In 2013–14, there were 14 fertiliser depots, 10 seed stores and 45 fair price shops in the Madarihat-Birpara CD block.

In 2013–14, the Madarihat-Birpara CD block produced 23,528 tonnes of Aman paddy, the main winter crop, from 5,663 hectares, 555 tonnes of Boro paddy (spring crop) from 262 hectares, 3,017 tonnes of Aus paddy (summer crop) from 1,267 hectares, 682 tonnes of wheat from 229 hectares, 1,843 tonnes of maize from 817 hectares, 10,224 tonnes of jute from 718 hectares and 26,130 tonnes of potatoes from 1,151 hectares. It also produced pulses and oilseeds.

In 2013–14, the total area irrigated in the Madarihat-Birpara CD block was 3,760 hectares, out of which 2,158 hectares were irrigated by canal water, 52 hectares by tank water, 840 hectares by river lift irrigation, 80 hectares by deep tube wells, 655 hectares by shallow tube wells, 55 hectares by open dug wells.

===Dooars-Terai tea gardens===

Tea gardens in the Dooars and Terai regions produce 226 million kg or over a quarter of India's total tea crop.. The Dooars-Terai tea is characterized by a bright, smooth and full-bodied liquor that's a wee bit lighter than Assam tea. Cultivation of tea in the Dooars was primarily pioneered and promoted by the British but there was significant contribution of Indian entrepreneurs.

===Banking===
In 2013–14, Madarihat-Birpara CD block had offices of 5 commercial banks and 4 gramin banks.

===Backward Regions Grant Fund===
The Jalpaiguri district is listed as a backward region and receives financial support from the Backward Regions Grant Fund. The fund, created by the Government of India, is designed to redress regional imbalances in development. As of 2012, 272 districts across the country were listed under this scheme. The list includes 11 districts of West Bengal.

==Transport==

Madarihat-Birpara CD block has 7 originating/ terminating bus routes.

NH 317 passes through the block.

==Education==
In 2013–14, Madarihat-Birpara CD block had 97 primary schools with 12,331 students, 5 middle schools with 1,031 students, 5 high school with 5,790 students and 14 higher secondary schools with 18,394 students. Madarihat-Birpara CD block had 1 general degree college with 2,683 students, 2 technical/ professional institutions with 229 students, 658 institutions for special and non-formal education with 26,752 students.

See also – Education in India

According to the 2011 census, in the Madarihat CD block, among the 48 inhabited villages, all villages had schools, 34 villages had two or more primary schools, 31 villages had at least 1 primary and 1 middle school and 13 villages had at least 1 middle and 1 secondary school.

- **ENTRIES PROVIDED**:
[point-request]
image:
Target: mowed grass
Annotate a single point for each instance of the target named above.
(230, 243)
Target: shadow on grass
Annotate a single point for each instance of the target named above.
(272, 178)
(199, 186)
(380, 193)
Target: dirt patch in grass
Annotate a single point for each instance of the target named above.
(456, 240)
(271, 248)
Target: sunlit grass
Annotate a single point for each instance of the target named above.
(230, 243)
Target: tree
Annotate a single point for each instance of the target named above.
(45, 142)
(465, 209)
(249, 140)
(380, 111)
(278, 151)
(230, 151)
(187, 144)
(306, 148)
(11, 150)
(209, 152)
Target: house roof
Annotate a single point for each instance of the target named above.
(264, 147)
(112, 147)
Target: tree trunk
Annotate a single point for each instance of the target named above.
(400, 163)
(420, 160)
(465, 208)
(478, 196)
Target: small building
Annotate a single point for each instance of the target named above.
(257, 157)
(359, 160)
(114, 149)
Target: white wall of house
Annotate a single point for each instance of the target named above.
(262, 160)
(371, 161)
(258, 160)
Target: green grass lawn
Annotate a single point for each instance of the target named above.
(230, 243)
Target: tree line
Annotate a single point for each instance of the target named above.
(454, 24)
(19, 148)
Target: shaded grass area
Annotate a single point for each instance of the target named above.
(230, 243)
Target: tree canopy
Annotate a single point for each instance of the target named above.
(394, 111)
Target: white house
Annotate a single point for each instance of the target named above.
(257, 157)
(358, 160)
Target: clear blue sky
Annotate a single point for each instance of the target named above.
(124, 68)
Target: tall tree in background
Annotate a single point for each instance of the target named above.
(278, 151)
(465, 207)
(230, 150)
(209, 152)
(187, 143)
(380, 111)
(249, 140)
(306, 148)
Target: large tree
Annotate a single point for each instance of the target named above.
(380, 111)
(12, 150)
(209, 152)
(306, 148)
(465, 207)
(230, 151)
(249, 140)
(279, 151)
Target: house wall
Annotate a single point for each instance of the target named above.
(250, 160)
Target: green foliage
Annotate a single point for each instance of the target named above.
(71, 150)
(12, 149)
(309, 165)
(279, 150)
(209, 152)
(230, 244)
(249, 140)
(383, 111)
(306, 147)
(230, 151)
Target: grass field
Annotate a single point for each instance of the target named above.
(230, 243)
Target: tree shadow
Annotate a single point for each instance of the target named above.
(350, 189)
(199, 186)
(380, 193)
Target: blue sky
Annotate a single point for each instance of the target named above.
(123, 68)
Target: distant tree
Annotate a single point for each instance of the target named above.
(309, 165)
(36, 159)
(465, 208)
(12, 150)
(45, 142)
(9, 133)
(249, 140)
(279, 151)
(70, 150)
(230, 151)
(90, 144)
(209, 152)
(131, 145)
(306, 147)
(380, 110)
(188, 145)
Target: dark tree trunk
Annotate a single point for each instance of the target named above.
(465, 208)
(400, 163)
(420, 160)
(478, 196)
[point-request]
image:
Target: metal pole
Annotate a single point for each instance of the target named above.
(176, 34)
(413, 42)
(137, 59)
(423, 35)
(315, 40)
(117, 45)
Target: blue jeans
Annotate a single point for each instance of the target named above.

- **WHAT IS REQUIRED**:
How would you sum up the Madarihat-Birpara excerpt in three sentences?

- **RESPONSE TO THIS TASK**:
In 2013–14, the Madarihat-Birpara CD block had 14 fertilizer depots, 10 seed stores, 45 fair price shops, and offices of 5 commercial banks and 4 gramin banks. It grew crops such as Aman paddy, jute and potatoes and irrigated 3,760 hectares, more than half of them by canal water. Tea gardens in the Dooars and Terai regions produce over a quarter of India's tea, Jalpaiguri district receives support from the Government of India's Backward Regions Grant Fund, and the block has 7 originating or terminating bus routes, NH 317, 97 primary schools, 14 higher secondary schools and 1 general degree college.